== Source passage

This will install dlt with the `bigquery` extra, which contains all the dependencies required by the BigQuery client.

**3. Log in to or create a Google Cloud account**

Sign up for or log in to the [Google Cloud Platform](https://console.cloud.google.com/) in your web browser.

**4. Create a new Google Cloud project**

After arriving at the [Google Cloud console welcome page](https://console.cloud.google.com/welcome), click the project selector in the top left, then click the `New Project` button, and finally click the `Create` button after naming the project whatever you would like.

**5. Create a service account and grant BigQuery permissions**

You will then need to [create a service account](https://cloud.google.com/iam/docs/creating-managing-service-accounts#creating). After clicking the `Go to Create service account` button on the linked docs page, select the project you created and name the service account whatever you would like.

====

__The request__
Copy out the BigQuery setup instructions above in full, word for word.

== Dataset rows

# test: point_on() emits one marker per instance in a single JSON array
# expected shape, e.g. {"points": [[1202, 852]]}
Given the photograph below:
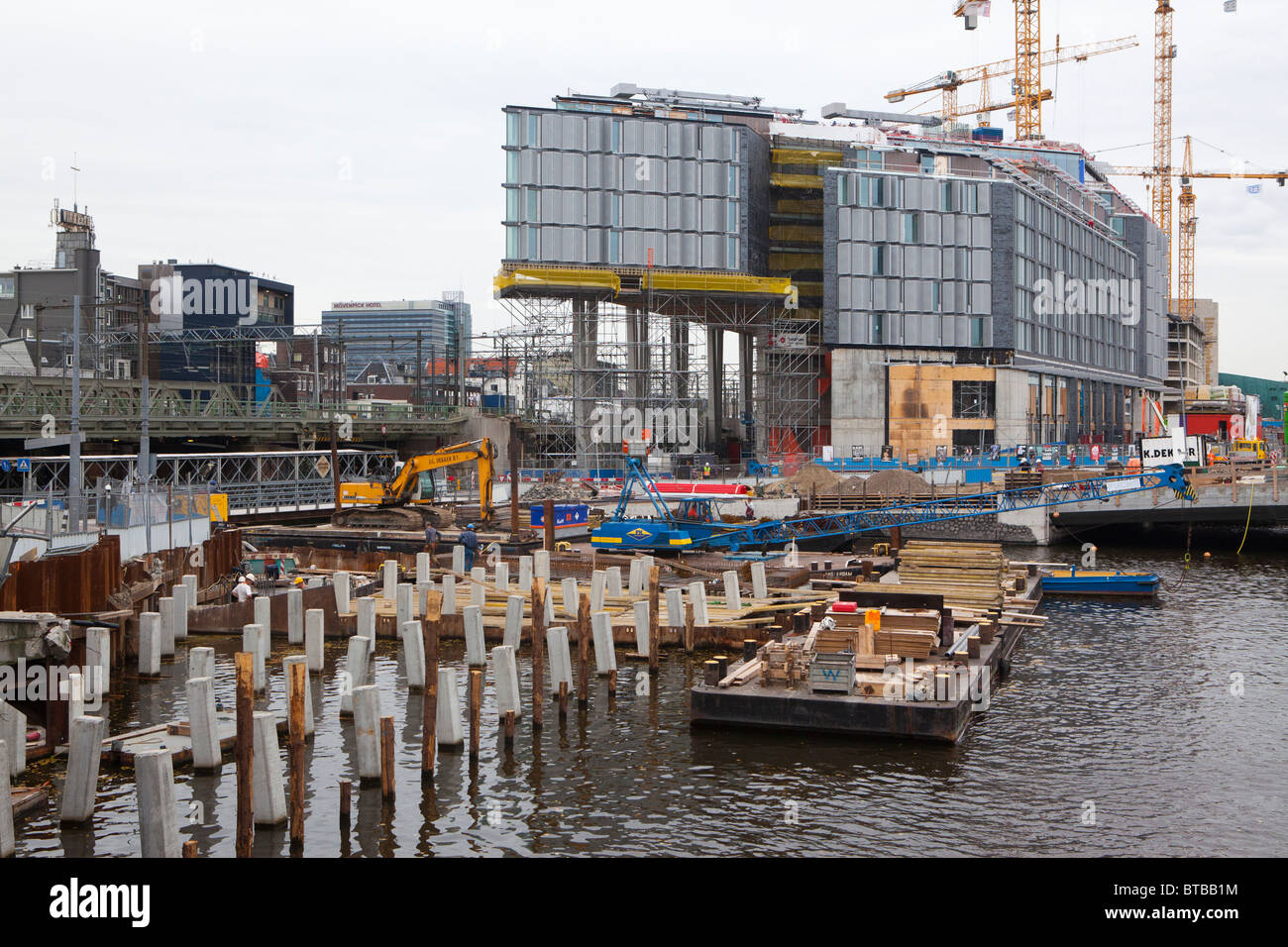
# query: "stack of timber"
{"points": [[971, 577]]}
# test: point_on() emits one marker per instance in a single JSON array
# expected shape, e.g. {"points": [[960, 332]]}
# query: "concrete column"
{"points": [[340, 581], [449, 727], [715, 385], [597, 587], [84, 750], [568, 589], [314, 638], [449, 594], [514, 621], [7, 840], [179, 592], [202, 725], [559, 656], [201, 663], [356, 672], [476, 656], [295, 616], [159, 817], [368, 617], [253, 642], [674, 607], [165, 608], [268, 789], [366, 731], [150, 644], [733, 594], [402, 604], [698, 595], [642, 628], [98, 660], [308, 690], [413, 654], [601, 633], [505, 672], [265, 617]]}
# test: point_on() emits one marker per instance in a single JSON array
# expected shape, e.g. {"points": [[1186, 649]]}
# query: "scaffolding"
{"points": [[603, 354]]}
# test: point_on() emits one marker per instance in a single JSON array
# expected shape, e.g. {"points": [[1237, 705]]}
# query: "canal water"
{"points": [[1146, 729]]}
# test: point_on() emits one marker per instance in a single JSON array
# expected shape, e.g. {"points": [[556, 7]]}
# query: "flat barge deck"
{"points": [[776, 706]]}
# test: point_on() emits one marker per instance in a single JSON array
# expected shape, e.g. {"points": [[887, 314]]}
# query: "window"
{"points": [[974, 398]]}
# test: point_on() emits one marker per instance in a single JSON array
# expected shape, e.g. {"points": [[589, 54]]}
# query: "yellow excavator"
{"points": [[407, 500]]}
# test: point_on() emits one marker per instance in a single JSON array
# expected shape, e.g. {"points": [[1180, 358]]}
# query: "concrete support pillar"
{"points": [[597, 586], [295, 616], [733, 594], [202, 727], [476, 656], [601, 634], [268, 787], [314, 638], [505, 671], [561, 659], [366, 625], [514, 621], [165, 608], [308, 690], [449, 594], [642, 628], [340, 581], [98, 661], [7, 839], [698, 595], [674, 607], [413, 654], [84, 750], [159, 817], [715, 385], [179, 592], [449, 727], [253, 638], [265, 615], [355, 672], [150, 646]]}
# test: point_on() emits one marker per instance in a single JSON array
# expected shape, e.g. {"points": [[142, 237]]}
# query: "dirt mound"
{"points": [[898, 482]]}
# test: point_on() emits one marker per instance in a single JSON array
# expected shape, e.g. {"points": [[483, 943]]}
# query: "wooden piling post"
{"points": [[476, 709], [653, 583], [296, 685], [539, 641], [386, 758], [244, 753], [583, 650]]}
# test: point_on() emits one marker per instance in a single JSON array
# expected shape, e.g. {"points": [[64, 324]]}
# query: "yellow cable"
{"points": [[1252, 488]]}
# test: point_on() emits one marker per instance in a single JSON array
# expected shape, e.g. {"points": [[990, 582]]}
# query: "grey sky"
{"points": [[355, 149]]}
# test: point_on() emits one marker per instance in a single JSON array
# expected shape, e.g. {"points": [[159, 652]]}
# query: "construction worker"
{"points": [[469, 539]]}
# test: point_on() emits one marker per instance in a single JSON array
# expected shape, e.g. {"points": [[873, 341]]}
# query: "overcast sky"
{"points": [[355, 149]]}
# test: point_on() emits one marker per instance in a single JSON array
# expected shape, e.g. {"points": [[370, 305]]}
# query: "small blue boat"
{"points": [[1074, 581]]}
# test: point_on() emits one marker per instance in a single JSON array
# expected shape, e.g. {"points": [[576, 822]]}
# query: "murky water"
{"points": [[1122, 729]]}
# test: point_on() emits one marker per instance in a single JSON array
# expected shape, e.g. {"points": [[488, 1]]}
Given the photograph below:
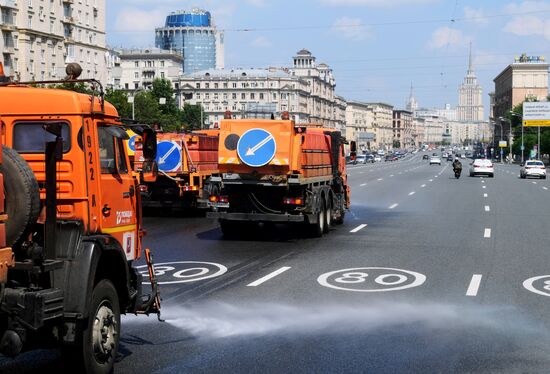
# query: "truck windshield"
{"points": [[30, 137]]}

====

__Written solution__
This will install dlt with the `bigquery` extra, which contains all the dependencies required by the BigQuery client.

**3. Log in to or create a Google Cloud account**

Sign up for or log in to the [Google Cloud Platform](https://console.cloud.google.com/) in your web browser.

**4. Create a new Google Cloud project**

After arriving at the [Google Cloud console welcome page](https://console.cloud.google.com/welcome), click the project selector in the top left, then click the `New Project` button, and finally click the `Create` button after naming the project whatever you would like.

**5. Create a service account and grant BigQuery permissions**

You will then need to [create a service account](https://cloud.google.com/iam/docs/creating-managing-service-accounts#creating). After clicking the `Go to Create service account` button on the linked docs page, select the project you created and name the service account whatever you would like.